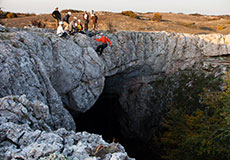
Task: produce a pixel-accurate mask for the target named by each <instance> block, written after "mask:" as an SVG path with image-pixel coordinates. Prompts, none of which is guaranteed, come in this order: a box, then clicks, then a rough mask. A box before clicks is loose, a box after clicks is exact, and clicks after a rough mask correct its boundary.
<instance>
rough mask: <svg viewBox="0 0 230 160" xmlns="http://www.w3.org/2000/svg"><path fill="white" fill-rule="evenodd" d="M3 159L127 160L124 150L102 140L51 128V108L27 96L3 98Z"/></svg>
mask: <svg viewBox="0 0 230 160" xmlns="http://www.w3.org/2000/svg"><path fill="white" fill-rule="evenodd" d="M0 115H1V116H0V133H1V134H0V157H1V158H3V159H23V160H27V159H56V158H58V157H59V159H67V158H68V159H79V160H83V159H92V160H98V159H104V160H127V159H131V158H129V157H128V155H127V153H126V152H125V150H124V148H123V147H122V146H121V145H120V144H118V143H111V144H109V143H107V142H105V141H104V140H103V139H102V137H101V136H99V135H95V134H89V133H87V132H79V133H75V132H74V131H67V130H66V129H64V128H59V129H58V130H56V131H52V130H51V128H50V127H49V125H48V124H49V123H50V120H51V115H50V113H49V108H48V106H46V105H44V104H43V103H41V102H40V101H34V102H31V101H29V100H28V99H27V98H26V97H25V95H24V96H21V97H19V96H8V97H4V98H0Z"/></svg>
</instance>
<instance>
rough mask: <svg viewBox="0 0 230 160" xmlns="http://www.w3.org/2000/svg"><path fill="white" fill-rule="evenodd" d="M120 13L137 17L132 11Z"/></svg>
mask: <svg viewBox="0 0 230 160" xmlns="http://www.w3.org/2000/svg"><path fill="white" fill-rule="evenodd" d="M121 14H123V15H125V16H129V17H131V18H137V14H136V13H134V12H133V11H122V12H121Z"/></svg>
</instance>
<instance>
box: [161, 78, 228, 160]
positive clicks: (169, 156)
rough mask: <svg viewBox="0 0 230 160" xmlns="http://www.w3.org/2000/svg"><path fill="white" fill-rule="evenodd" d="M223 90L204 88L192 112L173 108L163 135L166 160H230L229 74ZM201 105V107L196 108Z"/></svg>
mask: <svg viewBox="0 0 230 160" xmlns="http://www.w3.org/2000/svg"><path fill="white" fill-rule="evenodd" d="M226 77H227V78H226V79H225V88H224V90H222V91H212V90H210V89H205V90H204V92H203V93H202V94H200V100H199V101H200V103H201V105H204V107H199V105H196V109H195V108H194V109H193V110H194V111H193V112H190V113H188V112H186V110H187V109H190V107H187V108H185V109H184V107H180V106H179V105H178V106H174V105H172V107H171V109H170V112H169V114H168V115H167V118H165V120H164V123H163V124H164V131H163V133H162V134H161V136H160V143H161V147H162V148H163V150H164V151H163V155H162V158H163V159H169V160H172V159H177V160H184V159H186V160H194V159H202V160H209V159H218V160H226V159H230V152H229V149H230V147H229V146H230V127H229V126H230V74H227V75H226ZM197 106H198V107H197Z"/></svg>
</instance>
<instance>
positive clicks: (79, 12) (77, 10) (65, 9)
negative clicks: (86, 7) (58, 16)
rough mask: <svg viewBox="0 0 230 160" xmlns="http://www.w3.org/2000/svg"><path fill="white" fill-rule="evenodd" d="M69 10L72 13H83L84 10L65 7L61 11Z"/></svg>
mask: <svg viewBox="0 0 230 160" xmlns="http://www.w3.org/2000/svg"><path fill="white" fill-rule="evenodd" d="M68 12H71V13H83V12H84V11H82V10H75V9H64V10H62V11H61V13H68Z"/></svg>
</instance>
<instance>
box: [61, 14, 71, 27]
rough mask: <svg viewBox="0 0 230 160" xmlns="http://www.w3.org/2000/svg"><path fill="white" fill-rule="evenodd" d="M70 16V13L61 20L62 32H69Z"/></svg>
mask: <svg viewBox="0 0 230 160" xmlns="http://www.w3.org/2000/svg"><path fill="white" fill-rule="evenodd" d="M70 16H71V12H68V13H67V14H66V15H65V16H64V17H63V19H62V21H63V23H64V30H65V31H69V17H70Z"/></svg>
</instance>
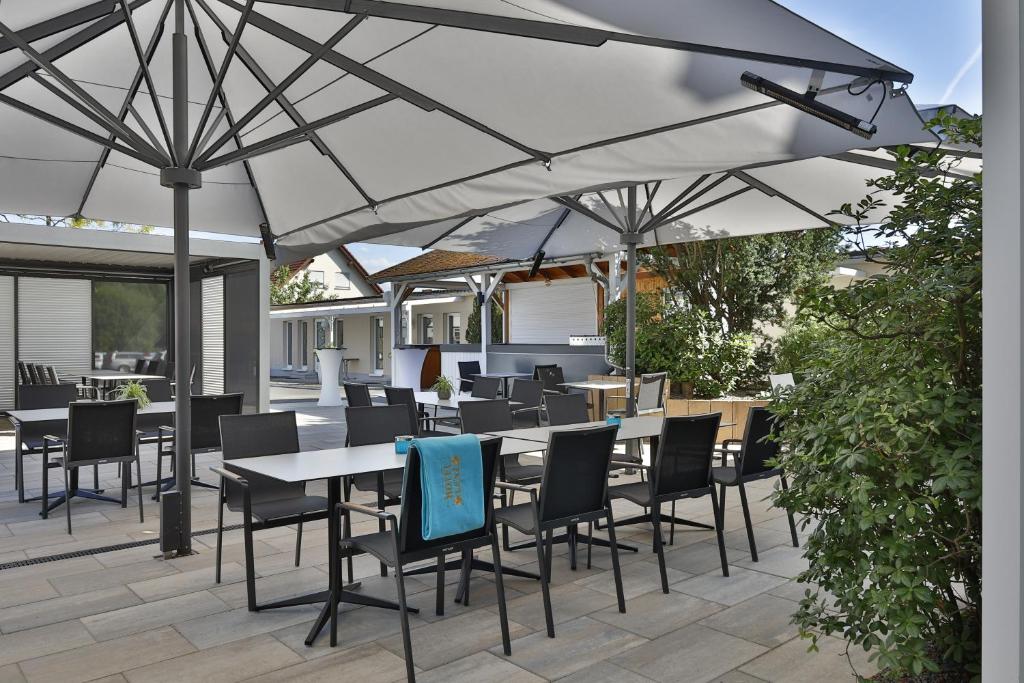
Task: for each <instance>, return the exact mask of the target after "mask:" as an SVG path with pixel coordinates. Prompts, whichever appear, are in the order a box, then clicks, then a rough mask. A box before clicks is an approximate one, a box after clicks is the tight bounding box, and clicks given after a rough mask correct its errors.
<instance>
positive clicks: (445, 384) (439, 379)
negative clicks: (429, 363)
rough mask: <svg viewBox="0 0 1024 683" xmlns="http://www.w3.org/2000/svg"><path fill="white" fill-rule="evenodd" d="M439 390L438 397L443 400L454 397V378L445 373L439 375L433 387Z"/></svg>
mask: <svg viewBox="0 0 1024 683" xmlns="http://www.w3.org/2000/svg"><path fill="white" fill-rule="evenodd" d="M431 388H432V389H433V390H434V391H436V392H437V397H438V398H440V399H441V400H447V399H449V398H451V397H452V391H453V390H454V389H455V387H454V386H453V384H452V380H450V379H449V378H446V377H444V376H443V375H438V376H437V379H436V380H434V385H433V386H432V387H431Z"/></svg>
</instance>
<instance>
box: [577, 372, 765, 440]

## [What to do]
Look above for the line containing "Task: for each". Output from there through the line containing "negative clicks: (429, 363)", exactly and inclusively.

## [Answer box]
Task: for each <instance>, return the exact mask of the target after "mask:" as an SVG path with pixel coordinates. Prompts, whichever appear, are in the order a box, then clicks, then a rough mask. A box before clicks is an approximate one, a box after clicks is the tight bounding box, and clicks given after a rough mask correct its errors.
<instance>
positive clicks: (445, 384) (439, 379)
negative clicks: (429, 363)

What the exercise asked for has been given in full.